====== Material to process ======
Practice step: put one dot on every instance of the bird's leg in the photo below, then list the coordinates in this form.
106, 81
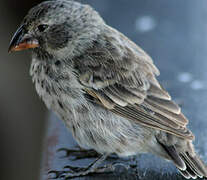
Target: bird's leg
79, 153
72, 172
80, 171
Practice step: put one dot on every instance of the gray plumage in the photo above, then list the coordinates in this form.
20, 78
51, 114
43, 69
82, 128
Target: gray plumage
104, 87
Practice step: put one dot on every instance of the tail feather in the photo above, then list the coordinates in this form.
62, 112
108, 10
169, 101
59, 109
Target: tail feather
190, 166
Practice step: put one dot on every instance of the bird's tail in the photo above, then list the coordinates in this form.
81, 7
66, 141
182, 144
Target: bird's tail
188, 163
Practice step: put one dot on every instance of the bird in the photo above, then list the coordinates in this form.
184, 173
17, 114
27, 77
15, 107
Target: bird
104, 87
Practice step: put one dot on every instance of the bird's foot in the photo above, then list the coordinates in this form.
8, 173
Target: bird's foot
79, 153
72, 172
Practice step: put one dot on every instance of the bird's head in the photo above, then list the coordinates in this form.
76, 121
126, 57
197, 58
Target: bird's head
57, 28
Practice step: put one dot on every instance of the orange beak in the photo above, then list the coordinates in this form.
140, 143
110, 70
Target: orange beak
21, 41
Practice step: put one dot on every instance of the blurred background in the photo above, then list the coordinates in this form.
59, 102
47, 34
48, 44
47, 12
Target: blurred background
174, 33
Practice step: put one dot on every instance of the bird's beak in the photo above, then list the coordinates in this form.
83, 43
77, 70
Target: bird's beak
22, 40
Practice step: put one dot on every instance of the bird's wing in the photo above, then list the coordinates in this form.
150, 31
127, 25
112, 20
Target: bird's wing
125, 83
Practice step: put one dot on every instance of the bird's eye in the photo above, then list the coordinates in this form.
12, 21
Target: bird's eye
42, 27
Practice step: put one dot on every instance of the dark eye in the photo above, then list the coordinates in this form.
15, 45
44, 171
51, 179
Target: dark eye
42, 27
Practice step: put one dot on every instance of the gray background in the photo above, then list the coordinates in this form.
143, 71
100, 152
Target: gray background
174, 33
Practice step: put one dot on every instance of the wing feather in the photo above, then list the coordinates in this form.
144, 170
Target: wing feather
125, 83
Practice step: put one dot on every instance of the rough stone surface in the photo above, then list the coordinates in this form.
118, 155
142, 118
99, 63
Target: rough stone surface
174, 33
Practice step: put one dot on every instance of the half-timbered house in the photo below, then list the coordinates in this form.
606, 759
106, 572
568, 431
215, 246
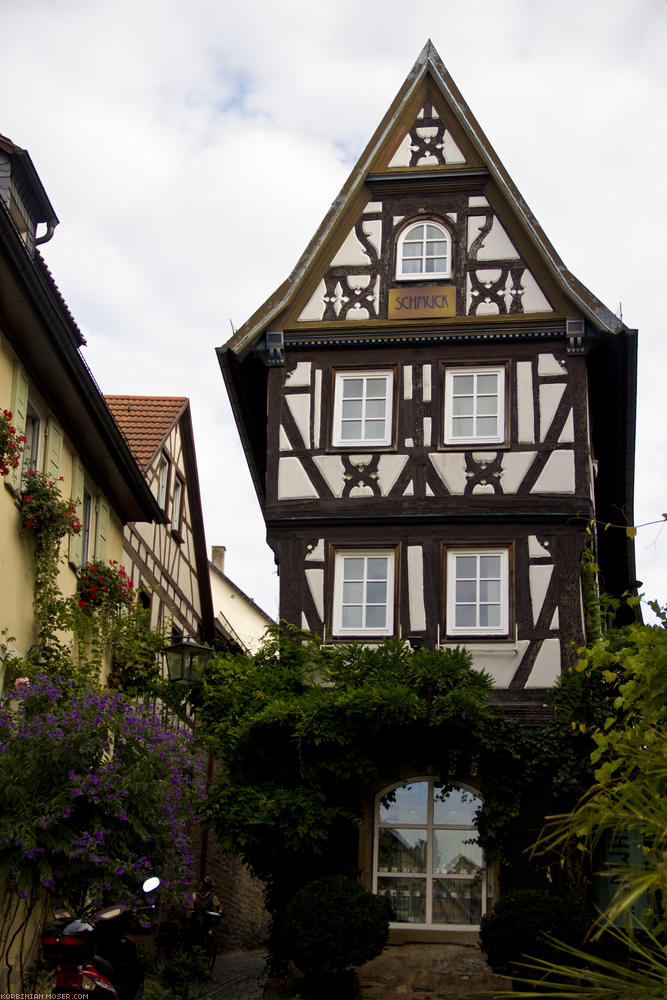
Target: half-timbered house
168, 562
435, 412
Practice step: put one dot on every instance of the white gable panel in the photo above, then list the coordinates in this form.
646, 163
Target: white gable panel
351, 253
546, 669
299, 405
314, 307
497, 244
293, 481
401, 157
550, 397
515, 467
451, 467
557, 476
416, 588
540, 577
300, 376
533, 298
389, 469
315, 578
451, 151
331, 467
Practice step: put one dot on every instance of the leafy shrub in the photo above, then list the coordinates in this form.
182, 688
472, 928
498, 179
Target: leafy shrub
519, 922
185, 973
333, 924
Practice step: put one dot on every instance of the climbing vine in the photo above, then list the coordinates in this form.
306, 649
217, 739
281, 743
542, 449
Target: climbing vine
305, 731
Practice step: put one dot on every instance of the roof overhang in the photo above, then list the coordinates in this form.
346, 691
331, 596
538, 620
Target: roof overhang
39, 328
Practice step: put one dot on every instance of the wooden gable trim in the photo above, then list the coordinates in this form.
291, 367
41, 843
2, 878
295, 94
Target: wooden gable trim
427, 64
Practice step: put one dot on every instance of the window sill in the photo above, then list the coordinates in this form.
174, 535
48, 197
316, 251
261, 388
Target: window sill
440, 276
423, 933
483, 644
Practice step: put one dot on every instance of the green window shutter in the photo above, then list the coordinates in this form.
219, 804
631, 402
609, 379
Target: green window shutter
54, 450
101, 529
76, 541
19, 408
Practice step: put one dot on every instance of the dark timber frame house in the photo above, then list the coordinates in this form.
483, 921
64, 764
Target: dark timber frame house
436, 413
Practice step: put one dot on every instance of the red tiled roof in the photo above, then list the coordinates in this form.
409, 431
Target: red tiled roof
145, 421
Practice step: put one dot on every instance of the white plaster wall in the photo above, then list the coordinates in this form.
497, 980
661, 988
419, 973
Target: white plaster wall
293, 482
245, 618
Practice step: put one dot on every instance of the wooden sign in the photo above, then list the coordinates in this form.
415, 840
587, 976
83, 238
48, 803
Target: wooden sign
417, 303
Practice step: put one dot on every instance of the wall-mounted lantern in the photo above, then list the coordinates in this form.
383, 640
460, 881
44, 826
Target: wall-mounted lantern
186, 662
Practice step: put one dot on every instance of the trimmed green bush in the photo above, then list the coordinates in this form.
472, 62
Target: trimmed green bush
333, 924
521, 921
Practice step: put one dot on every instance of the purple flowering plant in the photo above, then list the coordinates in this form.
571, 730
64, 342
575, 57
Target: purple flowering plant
95, 794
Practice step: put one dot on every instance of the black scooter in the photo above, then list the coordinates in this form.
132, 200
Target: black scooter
98, 958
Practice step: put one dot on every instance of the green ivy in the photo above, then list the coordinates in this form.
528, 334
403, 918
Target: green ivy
305, 730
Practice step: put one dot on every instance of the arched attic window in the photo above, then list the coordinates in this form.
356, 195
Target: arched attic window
428, 862
424, 250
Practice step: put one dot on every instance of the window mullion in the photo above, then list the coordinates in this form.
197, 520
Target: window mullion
429, 852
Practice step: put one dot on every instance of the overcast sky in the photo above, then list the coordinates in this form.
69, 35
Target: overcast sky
190, 151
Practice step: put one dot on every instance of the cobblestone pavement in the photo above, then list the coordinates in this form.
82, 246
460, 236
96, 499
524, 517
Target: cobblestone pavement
238, 975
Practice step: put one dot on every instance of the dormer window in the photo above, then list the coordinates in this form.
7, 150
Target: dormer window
424, 250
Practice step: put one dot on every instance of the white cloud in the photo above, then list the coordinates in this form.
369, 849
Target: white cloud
191, 150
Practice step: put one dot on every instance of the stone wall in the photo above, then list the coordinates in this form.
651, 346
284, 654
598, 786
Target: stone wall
245, 924
429, 972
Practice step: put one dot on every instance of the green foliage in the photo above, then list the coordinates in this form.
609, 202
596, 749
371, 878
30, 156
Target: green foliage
305, 731
523, 920
185, 973
95, 794
591, 595
332, 924
153, 990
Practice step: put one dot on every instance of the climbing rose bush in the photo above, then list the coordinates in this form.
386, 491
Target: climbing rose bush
95, 794
46, 510
103, 583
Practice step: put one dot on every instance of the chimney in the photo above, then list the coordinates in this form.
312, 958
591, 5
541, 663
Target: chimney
218, 556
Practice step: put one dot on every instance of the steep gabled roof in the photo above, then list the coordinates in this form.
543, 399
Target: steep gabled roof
146, 421
427, 79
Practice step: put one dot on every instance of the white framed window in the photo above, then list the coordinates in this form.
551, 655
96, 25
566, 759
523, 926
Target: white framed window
475, 405
424, 250
428, 864
363, 595
477, 585
85, 514
31, 449
363, 402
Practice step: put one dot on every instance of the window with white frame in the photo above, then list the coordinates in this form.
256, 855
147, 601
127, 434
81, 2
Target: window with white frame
363, 596
363, 408
475, 405
32, 429
424, 250
428, 863
477, 592
86, 518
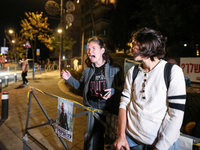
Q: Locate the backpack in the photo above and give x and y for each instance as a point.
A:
(167, 73)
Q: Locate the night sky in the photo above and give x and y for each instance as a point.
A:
(13, 11)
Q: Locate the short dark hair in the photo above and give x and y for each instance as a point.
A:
(101, 43)
(152, 43)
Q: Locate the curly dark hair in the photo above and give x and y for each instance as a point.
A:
(101, 43)
(152, 43)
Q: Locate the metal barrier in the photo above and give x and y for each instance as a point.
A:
(89, 111)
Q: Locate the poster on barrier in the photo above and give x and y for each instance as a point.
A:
(64, 119)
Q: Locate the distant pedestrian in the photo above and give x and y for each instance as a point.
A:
(75, 64)
(24, 71)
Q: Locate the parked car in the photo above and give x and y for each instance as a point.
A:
(30, 63)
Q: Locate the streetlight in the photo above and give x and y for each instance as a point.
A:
(13, 40)
(10, 31)
(60, 56)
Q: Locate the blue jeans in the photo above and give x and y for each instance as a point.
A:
(175, 146)
(98, 129)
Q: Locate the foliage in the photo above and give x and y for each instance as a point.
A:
(121, 25)
(16, 48)
(55, 42)
(34, 28)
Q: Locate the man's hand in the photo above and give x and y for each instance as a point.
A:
(106, 96)
(121, 143)
(65, 74)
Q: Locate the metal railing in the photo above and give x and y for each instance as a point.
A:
(89, 111)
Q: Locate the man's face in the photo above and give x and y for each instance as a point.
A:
(135, 50)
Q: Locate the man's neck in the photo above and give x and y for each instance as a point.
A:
(149, 65)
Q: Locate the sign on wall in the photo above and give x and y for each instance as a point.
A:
(191, 68)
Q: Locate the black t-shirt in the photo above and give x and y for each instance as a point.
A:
(97, 83)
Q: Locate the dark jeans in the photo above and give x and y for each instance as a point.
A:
(24, 74)
(98, 129)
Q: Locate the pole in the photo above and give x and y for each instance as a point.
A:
(4, 113)
(61, 37)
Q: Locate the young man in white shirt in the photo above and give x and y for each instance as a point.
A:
(24, 71)
(149, 112)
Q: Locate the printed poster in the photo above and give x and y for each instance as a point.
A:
(191, 68)
(64, 119)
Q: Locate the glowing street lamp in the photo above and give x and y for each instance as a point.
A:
(61, 49)
(10, 31)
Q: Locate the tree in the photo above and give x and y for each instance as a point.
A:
(121, 25)
(55, 42)
(34, 28)
(15, 45)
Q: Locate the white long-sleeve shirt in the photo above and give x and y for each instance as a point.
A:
(152, 110)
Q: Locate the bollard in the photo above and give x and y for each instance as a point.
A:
(4, 112)
(0, 87)
(6, 81)
(40, 69)
(15, 77)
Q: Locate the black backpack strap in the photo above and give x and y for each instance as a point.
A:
(135, 72)
(167, 73)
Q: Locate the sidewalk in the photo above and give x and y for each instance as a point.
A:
(12, 129)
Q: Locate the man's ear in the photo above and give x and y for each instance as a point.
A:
(102, 50)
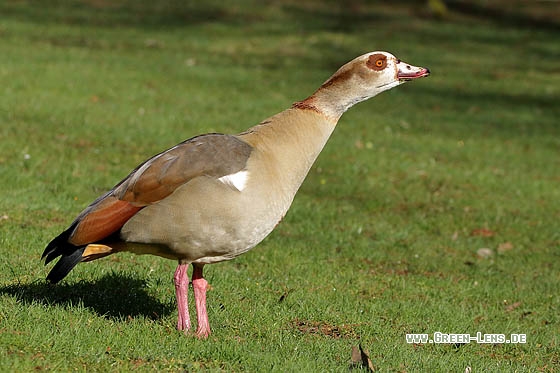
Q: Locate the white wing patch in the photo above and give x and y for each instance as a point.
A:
(237, 180)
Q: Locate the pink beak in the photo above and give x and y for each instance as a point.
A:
(408, 72)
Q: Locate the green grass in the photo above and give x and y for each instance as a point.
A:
(382, 238)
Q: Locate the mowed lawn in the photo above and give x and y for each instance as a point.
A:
(433, 208)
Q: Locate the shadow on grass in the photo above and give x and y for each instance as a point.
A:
(114, 296)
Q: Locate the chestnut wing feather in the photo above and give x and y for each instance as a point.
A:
(214, 155)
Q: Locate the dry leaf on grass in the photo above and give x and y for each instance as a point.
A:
(360, 359)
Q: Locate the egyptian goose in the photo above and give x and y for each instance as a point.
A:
(214, 196)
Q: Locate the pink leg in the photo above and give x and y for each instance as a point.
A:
(200, 285)
(181, 289)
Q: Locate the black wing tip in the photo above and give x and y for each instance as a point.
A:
(65, 264)
(70, 255)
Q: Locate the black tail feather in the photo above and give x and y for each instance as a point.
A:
(70, 255)
(65, 265)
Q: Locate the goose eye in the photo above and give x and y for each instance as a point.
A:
(377, 62)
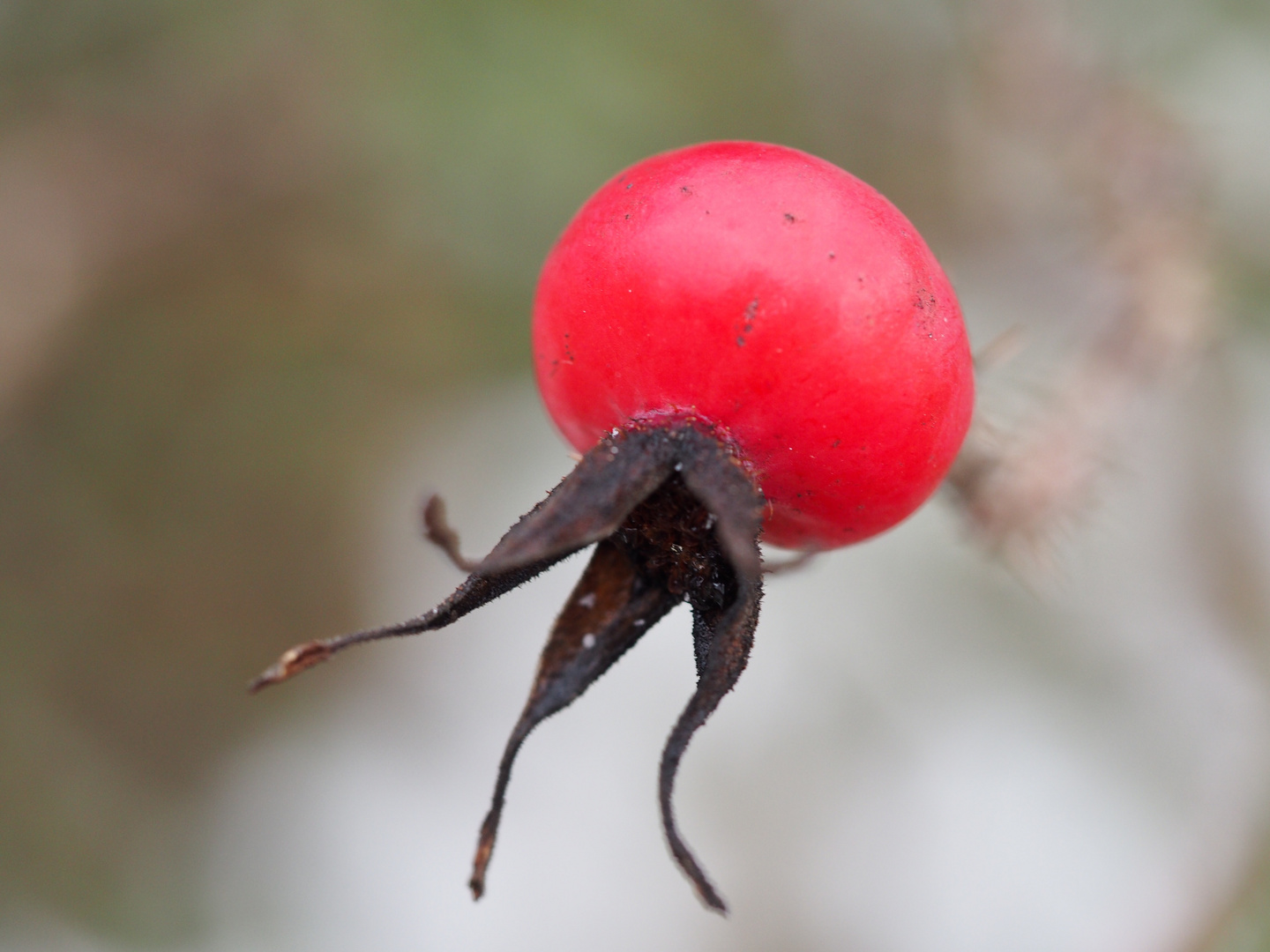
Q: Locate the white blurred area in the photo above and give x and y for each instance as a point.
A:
(923, 756)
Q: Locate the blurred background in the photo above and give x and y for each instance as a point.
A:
(265, 273)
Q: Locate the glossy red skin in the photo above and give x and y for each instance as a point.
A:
(779, 299)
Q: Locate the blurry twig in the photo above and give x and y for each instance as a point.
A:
(1021, 487)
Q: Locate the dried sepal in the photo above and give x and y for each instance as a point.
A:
(676, 518)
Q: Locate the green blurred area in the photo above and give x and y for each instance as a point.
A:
(355, 202)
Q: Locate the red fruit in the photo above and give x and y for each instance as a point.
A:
(779, 299)
(736, 335)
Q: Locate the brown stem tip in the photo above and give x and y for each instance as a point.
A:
(676, 518)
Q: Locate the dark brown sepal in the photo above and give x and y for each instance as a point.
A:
(676, 518)
(609, 608)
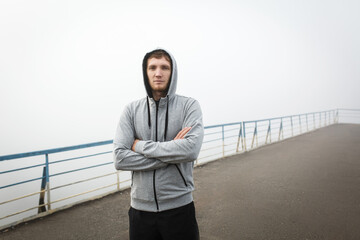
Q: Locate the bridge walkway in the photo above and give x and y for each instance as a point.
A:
(307, 187)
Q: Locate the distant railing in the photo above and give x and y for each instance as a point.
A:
(75, 174)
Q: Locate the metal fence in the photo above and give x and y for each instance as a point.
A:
(38, 183)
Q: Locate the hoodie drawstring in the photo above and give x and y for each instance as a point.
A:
(149, 120)
(166, 116)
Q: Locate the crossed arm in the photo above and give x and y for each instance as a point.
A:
(132, 154)
(180, 135)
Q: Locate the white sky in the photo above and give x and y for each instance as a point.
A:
(67, 68)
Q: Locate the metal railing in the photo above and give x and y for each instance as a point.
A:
(75, 174)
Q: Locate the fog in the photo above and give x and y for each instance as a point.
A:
(68, 68)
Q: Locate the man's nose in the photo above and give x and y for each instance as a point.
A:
(158, 72)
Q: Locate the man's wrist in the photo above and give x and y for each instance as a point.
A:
(139, 146)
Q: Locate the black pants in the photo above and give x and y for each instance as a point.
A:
(178, 223)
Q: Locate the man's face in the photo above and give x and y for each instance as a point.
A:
(158, 71)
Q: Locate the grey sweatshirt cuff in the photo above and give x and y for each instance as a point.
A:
(140, 146)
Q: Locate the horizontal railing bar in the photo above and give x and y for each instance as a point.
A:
(212, 140)
(54, 150)
(18, 183)
(228, 130)
(81, 181)
(80, 169)
(220, 125)
(209, 155)
(202, 150)
(297, 115)
(18, 198)
(93, 190)
(85, 156)
(206, 134)
(19, 169)
(237, 135)
(26, 210)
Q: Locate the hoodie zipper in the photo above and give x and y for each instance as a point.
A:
(157, 110)
(182, 176)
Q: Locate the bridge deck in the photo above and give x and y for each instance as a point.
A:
(307, 187)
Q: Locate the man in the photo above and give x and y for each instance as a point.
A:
(158, 138)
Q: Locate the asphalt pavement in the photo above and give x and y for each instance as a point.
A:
(306, 187)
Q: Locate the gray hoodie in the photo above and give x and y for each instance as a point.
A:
(162, 168)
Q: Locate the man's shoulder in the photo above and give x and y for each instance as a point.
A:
(187, 100)
(136, 103)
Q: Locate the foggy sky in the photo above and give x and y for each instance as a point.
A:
(68, 68)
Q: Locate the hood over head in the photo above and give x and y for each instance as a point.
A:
(173, 77)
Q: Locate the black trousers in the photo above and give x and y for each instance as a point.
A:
(178, 223)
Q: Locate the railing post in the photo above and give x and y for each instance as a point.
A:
(257, 144)
(280, 130)
(314, 121)
(267, 134)
(42, 207)
(47, 181)
(244, 132)
(307, 124)
(118, 180)
(325, 120)
(239, 139)
(222, 127)
(270, 130)
(254, 135)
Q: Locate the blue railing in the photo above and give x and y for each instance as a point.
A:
(74, 174)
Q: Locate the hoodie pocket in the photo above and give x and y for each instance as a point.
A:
(182, 176)
(132, 178)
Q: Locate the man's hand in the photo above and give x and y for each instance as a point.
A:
(182, 133)
(133, 146)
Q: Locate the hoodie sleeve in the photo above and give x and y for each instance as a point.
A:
(124, 157)
(180, 150)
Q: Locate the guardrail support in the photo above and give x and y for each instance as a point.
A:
(47, 181)
(314, 121)
(268, 132)
(240, 139)
(244, 131)
(222, 127)
(307, 124)
(280, 130)
(118, 180)
(254, 135)
(41, 207)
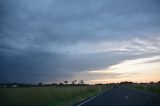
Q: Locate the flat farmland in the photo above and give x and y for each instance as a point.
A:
(46, 96)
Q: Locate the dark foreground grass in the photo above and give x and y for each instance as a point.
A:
(46, 96)
(155, 89)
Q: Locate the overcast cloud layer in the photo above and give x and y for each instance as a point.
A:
(56, 40)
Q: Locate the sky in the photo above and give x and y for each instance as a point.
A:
(98, 41)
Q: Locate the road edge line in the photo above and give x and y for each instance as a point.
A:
(89, 99)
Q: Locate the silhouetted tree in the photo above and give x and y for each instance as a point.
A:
(81, 82)
(40, 84)
(66, 82)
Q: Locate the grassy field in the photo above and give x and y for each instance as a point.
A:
(46, 96)
(155, 89)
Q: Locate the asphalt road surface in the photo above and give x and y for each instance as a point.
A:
(121, 96)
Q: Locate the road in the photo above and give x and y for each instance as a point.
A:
(122, 96)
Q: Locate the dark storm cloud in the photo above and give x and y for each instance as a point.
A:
(32, 32)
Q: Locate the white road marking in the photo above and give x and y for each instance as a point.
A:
(88, 100)
(126, 97)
======
▸ Exercise details:
Your response should contain each line of the listing in which the word "sleeve" occurs.

▸ Output of the task:
Q: Locate the white long-sleeve shirt in the photo above and give x and y for each instance as a point.
Q: Locate the hoodie sleeve in the photo above and give x and y for each instance as a point.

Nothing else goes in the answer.